— DATA TO USE —
______

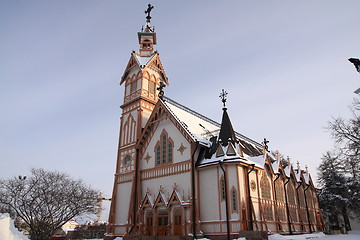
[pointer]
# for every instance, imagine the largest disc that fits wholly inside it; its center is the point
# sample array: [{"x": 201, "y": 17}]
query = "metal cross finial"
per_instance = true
[
  {"x": 223, "y": 95},
  {"x": 161, "y": 90},
  {"x": 148, "y": 17},
  {"x": 265, "y": 144}
]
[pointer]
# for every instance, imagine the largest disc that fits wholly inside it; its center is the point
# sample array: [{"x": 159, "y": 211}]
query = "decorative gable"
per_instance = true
[{"x": 231, "y": 150}]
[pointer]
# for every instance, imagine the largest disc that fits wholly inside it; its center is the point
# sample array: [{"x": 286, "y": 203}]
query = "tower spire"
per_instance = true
[
  {"x": 227, "y": 132},
  {"x": 147, "y": 36}
]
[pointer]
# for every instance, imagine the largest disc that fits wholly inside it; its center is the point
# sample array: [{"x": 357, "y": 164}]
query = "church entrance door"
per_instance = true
[
  {"x": 177, "y": 222},
  {"x": 149, "y": 223},
  {"x": 163, "y": 220}
]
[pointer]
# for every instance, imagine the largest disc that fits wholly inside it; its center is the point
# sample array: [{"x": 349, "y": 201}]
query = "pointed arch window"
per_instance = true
[
  {"x": 265, "y": 187},
  {"x": 222, "y": 188},
  {"x": 234, "y": 206},
  {"x": 164, "y": 149},
  {"x": 279, "y": 188},
  {"x": 133, "y": 86}
]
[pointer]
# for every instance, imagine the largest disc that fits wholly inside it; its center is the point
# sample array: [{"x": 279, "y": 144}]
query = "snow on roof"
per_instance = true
[
  {"x": 164, "y": 197},
  {"x": 143, "y": 60},
  {"x": 201, "y": 127},
  {"x": 287, "y": 171},
  {"x": 193, "y": 122},
  {"x": 275, "y": 166},
  {"x": 151, "y": 199},
  {"x": 259, "y": 161},
  {"x": 297, "y": 175},
  {"x": 306, "y": 177}
]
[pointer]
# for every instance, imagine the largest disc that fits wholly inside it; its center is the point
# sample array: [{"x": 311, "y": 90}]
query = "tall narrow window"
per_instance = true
[
  {"x": 133, "y": 86},
  {"x": 169, "y": 152},
  {"x": 164, "y": 149},
  {"x": 152, "y": 87},
  {"x": 233, "y": 200},
  {"x": 157, "y": 155},
  {"x": 265, "y": 187},
  {"x": 222, "y": 184}
]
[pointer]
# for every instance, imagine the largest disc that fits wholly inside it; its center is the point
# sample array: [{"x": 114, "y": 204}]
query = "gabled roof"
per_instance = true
[
  {"x": 226, "y": 131},
  {"x": 203, "y": 128}
]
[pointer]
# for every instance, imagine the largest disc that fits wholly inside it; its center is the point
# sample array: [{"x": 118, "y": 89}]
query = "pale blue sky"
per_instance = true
[{"x": 284, "y": 64}]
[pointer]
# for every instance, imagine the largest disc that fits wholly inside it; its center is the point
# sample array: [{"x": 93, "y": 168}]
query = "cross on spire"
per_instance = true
[
  {"x": 148, "y": 17},
  {"x": 161, "y": 90},
  {"x": 265, "y": 144},
  {"x": 223, "y": 95}
]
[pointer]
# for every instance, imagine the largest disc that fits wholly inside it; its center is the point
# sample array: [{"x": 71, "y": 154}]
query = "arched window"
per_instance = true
[
  {"x": 222, "y": 188},
  {"x": 291, "y": 194},
  {"x": 152, "y": 87},
  {"x": 266, "y": 195},
  {"x": 265, "y": 187},
  {"x": 234, "y": 207},
  {"x": 279, "y": 188},
  {"x": 164, "y": 149}
]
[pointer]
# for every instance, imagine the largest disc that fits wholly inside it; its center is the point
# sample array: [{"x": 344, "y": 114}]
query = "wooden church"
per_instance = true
[{"x": 181, "y": 173}]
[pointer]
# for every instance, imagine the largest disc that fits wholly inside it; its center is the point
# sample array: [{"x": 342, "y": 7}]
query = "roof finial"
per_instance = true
[
  {"x": 277, "y": 155},
  {"x": 288, "y": 160},
  {"x": 148, "y": 17},
  {"x": 223, "y": 95},
  {"x": 265, "y": 144}
]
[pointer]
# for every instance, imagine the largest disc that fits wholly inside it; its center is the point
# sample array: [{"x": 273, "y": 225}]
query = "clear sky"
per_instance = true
[{"x": 283, "y": 63}]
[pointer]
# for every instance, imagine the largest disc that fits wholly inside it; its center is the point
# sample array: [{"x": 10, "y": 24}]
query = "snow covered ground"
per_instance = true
[
  {"x": 9, "y": 232},
  {"x": 7, "y": 229}
]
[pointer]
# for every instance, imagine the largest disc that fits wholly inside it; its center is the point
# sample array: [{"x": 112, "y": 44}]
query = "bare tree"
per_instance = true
[
  {"x": 47, "y": 200},
  {"x": 346, "y": 134}
]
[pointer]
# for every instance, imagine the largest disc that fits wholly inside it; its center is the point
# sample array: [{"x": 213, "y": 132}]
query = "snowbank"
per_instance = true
[
  {"x": 8, "y": 230},
  {"x": 353, "y": 235}
]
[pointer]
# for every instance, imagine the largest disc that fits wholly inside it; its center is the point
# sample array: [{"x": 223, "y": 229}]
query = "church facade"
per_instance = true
[{"x": 181, "y": 173}]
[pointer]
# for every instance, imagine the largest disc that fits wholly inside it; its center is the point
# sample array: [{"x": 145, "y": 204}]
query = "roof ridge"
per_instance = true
[{"x": 207, "y": 119}]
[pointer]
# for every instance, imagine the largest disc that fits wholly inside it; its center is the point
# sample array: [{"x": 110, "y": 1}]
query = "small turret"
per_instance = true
[{"x": 147, "y": 36}]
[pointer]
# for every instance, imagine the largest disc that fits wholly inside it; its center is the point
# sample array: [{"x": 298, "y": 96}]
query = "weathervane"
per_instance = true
[
  {"x": 148, "y": 17},
  {"x": 223, "y": 95},
  {"x": 265, "y": 144},
  {"x": 161, "y": 90}
]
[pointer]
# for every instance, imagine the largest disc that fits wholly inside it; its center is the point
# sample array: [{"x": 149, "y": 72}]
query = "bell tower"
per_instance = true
[{"x": 142, "y": 77}]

______

— REQUIRED WORK —
Copy every record above exactly, leaving out the pictures.

— TASK OUTPUT —
[pointer]
# for every instance, imagine the largest disc that fits wholly inside it; its center is the point
# sample array: [{"x": 201, "y": 17}]
query = "metal cross finial"
per_instance = true
[
  {"x": 223, "y": 95},
  {"x": 161, "y": 90},
  {"x": 148, "y": 17},
  {"x": 265, "y": 144}
]
[pointer]
# for every instance, imagine the largest disc that fits wholly inside it; its center is the point
# sample array: [{"x": 159, "y": 211}]
query = "decorative gable"
per_instance = true
[{"x": 231, "y": 150}]
[pointer]
# for every instance, imagine the largest disc that fits wholly inside it; its center is the point
# sample array: [{"x": 286, "y": 203}]
query = "tower spire"
per_instance = true
[
  {"x": 227, "y": 132},
  {"x": 147, "y": 36}
]
[pointer]
# for every instance, imagine the largest disc that fits wholly inside it; its center is the point
# sample array: [{"x": 357, "y": 164}]
query = "church entrance door"
per_instance = true
[
  {"x": 177, "y": 222},
  {"x": 149, "y": 223},
  {"x": 163, "y": 220}
]
[pointer]
# for every instance, imagine the largest disc that fits wholly inside it; its center is the point
# sample array: [{"x": 349, "y": 201}]
query = "pointed arch window"
per_instance = true
[
  {"x": 265, "y": 187},
  {"x": 222, "y": 188},
  {"x": 234, "y": 206},
  {"x": 164, "y": 149},
  {"x": 279, "y": 188},
  {"x": 133, "y": 86}
]
[pointer]
# for every instance, imagine the largest disc that fits wholly inside it; its center is the point
# sample array: [{"x": 279, "y": 144}]
query = "snow on roof"
per_instance = true
[
  {"x": 164, "y": 197},
  {"x": 143, "y": 60},
  {"x": 201, "y": 127},
  {"x": 287, "y": 171},
  {"x": 193, "y": 122},
  {"x": 275, "y": 166},
  {"x": 151, "y": 199},
  {"x": 259, "y": 161},
  {"x": 297, "y": 175},
  {"x": 306, "y": 177}
]
[pointer]
# for every instance, imagine the largest disc that fits wholly inside it; its center is the point
# sample array: [{"x": 311, "y": 90}]
query = "tall narrow window"
per_instance = true
[
  {"x": 133, "y": 86},
  {"x": 169, "y": 152},
  {"x": 164, "y": 149},
  {"x": 152, "y": 87},
  {"x": 233, "y": 200},
  {"x": 157, "y": 155},
  {"x": 265, "y": 187},
  {"x": 222, "y": 184}
]
[pointer]
# for every instance, imagine the largest disc that fits wholly inside it; its center is the point
# sample array: [{"x": 114, "y": 204}]
query = "gabled roof"
per_instance = true
[
  {"x": 226, "y": 131},
  {"x": 203, "y": 128}
]
[pointer]
# for every instance, imagine the largest disc that fits wholly inside it; its center is the point
# sample array: [{"x": 118, "y": 89}]
query = "pale blue sky"
per_instance = true
[{"x": 284, "y": 64}]
[pointer]
# for every instance, imagine the largest disc that fits wholly inside it; its center is the point
# sample array: [{"x": 93, "y": 168}]
query = "cross on spire"
per_instance = true
[
  {"x": 148, "y": 17},
  {"x": 161, "y": 90},
  {"x": 265, "y": 144},
  {"x": 223, "y": 95}
]
[pointer]
# for every instance, imagine the largest disc that fits wholly inside it; its center is the point
# sample array: [{"x": 71, "y": 154}]
query = "arched window"
per_instance = true
[
  {"x": 222, "y": 188},
  {"x": 291, "y": 194},
  {"x": 152, "y": 87},
  {"x": 266, "y": 195},
  {"x": 265, "y": 187},
  {"x": 234, "y": 207},
  {"x": 279, "y": 188},
  {"x": 164, "y": 149}
]
[pointer]
# for every instance, imagine the largest disc that fits wholly inside it; its center is the point
# sample array: [{"x": 344, "y": 114}]
query = "wooden church"
per_instance = true
[{"x": 181, "y": 173}]
[pointer]
# for every instance, imagine the largest disc that fits wholly inside it; its center is the point
# sample array: [{"x": 342, "y": 7}]
query = "roof finial"
per_instance = true
[
  {"x": 277, "y": 155},
  {"x": 288, "y": 160},
  {"x": 148, "y": 17},
  {"x": 223, "y": 95},
  {"x": 265, "y": 144}
]
[pointer]
# for every instance, imagine the largest disc that fits wholly inside it; its center is the point
# sample array: [{"x": 273, "y": 225}]
query = "clear sky"
per_instance = true
[{"x": 283, "y": 63}]
[pointer]
# for every instance, imagine the largest disc that fits wholly inside it; its center is the point
# sample array: [{"x": 10, "y": 24}]
query = "snow covered ground"
per_instance = true
[
  {"x": 9, "y": 232},
  {"x": 7, "y": 229}
]
[pointer]
# for every instance, imagine the largest disc that fits wholly inside it; its center is the point
# sample array: [{"x": 112, "y": 44}]
query = "bare tree"
per_instance = true
[
  {"x": 47, "y": 200},
  {"x": 346, "y": 134}
]
[pointer]
# for every instance, imagine the largest disc that fits wholly inside it; its center is the point
# sample array: [{"x": 213, "y": 132}]
query = "snowbank"
per_instance = true
[
  {"x": 8, "y": 230},
  {"x": 353, "y": 235}
]
[pointer]
# for every instance, imagine the largest disc that fits wholly inside it; its center is the point
# sample array: [{"x": 223, "y": 229}]
query = "church facade"
per_instance = true
[{"x": 181, "y": 173}]
[pointer]
# for every instance, imagine the largest disc that fits wholly inside it; its center is the point
# sample array: [{"x": 145, "y": 204}]
query = "roof ridge"
per_instance = true
[{"x": 207, "y": 119}]
[pointer]
# for every instance, imagine the largest disc that fits wholly inside it; its center is the point
# sample array: [{"x": 110, "y": 1}]
query = "small turret"
per_instance = true
[{"x": 147, "y": 36}]
[pointer]
# for every instance, imagine the largest disc that fits wholly inside it; its center is the point
# sample array: [{"x": 298, "y": 96}]
query = "weathervane"
per_instance = true
[
  {"x": 148, "y": 17},
  {"x": 223, "y": 95},
  {"x": 265, "y": 144},
  {"x": 161, "y": 90}
]
[pointer]
# for every instance, imagine the largest disc that fits wholly inside it; its center is the point
# sample array: [{"x": 149, "y": 72}]
query = "bell tower"
per_instance = true
[{"x": 142, "y": 77}]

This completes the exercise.